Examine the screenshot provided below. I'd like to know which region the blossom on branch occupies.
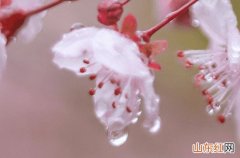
[52,1,167,146]
[178,0,240,123]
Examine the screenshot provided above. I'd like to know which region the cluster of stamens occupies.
[79,59,135,113]
[177,51,240,123]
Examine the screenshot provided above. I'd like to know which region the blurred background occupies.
[0,0,240,158]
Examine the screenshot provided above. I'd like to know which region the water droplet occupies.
[107,129,128,146]
[206,106,214,115]
[70,23,85,31]
[205,74,213,83]
[144,117,161,134]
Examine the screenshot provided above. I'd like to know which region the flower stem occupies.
[142,0,198,42]
[26,0,74,17]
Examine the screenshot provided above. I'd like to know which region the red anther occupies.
[0,10,27,43]
[207,94,214,105]
[126,106,132,113]
[98,0,123,26]
[198,65,206,70]
[98,82,104,89]
[83,59,90,64]
[80,67,87,73]
[89,75,97,80]
[88,88,96,96]
[214,74,220,80]
[112,102,117,109]
[177,51,184,58]
[185,60,193,68]
[217,115,226,123]
[202,89,209,95]
[222,80,227,87]
[114,87,122,95]
[211,63,217,69]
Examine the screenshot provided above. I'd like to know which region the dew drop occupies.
[107,129,128,146]
[70,23,85,31]
[144,117,161,134]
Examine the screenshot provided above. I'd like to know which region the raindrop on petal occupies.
[107,129,128,146]
[144,117,161,134]
[70,23,85,31]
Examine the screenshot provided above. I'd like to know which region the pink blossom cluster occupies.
[0,0,240,146]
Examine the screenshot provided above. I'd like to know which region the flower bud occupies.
[98,0,123,26]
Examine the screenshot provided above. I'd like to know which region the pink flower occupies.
[155,0,192,26]
[178,0,240,123]
[53,15,166,145]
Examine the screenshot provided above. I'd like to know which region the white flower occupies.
[53,27,160,145]
[178,0,240,123]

__Written task__.
Please recast the records above as a Markdown table with two columns, Number and Text, giving each line its own row and leaving out blank lines and the pictures.

__Result of the task__.
| Number | Text |
|---|---|
| 1 | Examine the screenshot provided below. I'd like to know which region the blossom on branch occupies. |
| 2 | [52,1,167,146] |
| 3 | [178,0,240,123] |
| 4 | Examine the screenshot provided above. I'd like to know which region the cluster of stamens occupies. |
| 5 | [79,59,135,113] |
| 6 | [177,51,240,123] |
| 7 | Examine the screenshot provided above. I'd like to know which region the blurred background occupies. |
| 8 | [0,0,240,158] |
| 9 | Examine the screenshot provided above. I'd like to know which region the water droplet occupies. |
| 10 | [107,129,128,146] |
| 11 | [206,106,214,115] |
| 12 | [70,23,85,31] |
| 13 | [205,74,213,83] |
| 14 | [144,117,161,134] |
| 15 | Examine the screenshot provided above. I'd like to know which region the flower stem occupies. |
| 16 | [142,0,198,42] |
| 17 | [26,0,74,17] |
| 18 | Examine the screenshot provided above. I'd like to know which region the red anther occupies. |
| 19 | [0,10,27,43] |
| 20 | [207,94,214,105] |
| 21 | [126,106,132,113] |
| 22 | [98,0,123,26] |
| 23 | [198,65,206,70] |
| 24 | [98,82,104,89] |
| 25 | [83,59,90,64] |
| 26 | [80,67,87,73] |
| 27 | [89,75,97,80] |
| 28 | [88,88,96,96] |
| 29 | [214,74,220,80] |
| 30 | [112,102,117,109] |
| 31 | [177,51,184,58] |
| 32 | [185,60,193,68] |
| 33 | [217,115,226,123] |
| 34 | [202,89,209,95] |
| 35 | [222,80,227,87] |
| 36 | [114,87,122,95] |
| 37 | [211,63,217,69] |
| 38 | Examine the screenshot provided above. I'd like to know which region the dew drop occupies. |
| 39 | [107,129,128,146] |
| 40 | [70,23,85,31] |
| 41 | [144,117,161,134] |
| 42 | Examine the screenshot provided above. I'd like to know which region the raindrop on petal occupies. |
| 43 | [107,129,128,146] |
| 44 | [144,117,161,134] |
| 45 | [70,23,85,31] |
| 46 | Examine the screenshot provided above. I'd like to know which region the pink blossom cluster occupies. |
| 47 | [0,0,240,146] |
| 48 | Examine the screenshot provided above. I'd like to know which region the flower bud occupies. |
| 49 | [98,0,123,26] |
| 50 | Examine the screenshot provided above. I'd like to know which region the pink flower occupies. |
| 51 | [155,0,192,26] |
| 52 | [178,0,240,123] |
| 53 | [53,15,166,145] |
| 54 | Examine the screenshot provided above. I'd like to know which region the white flower occupies. |
| 55 | [53,27,160,145] |
| 56 | [178,0,240,123] |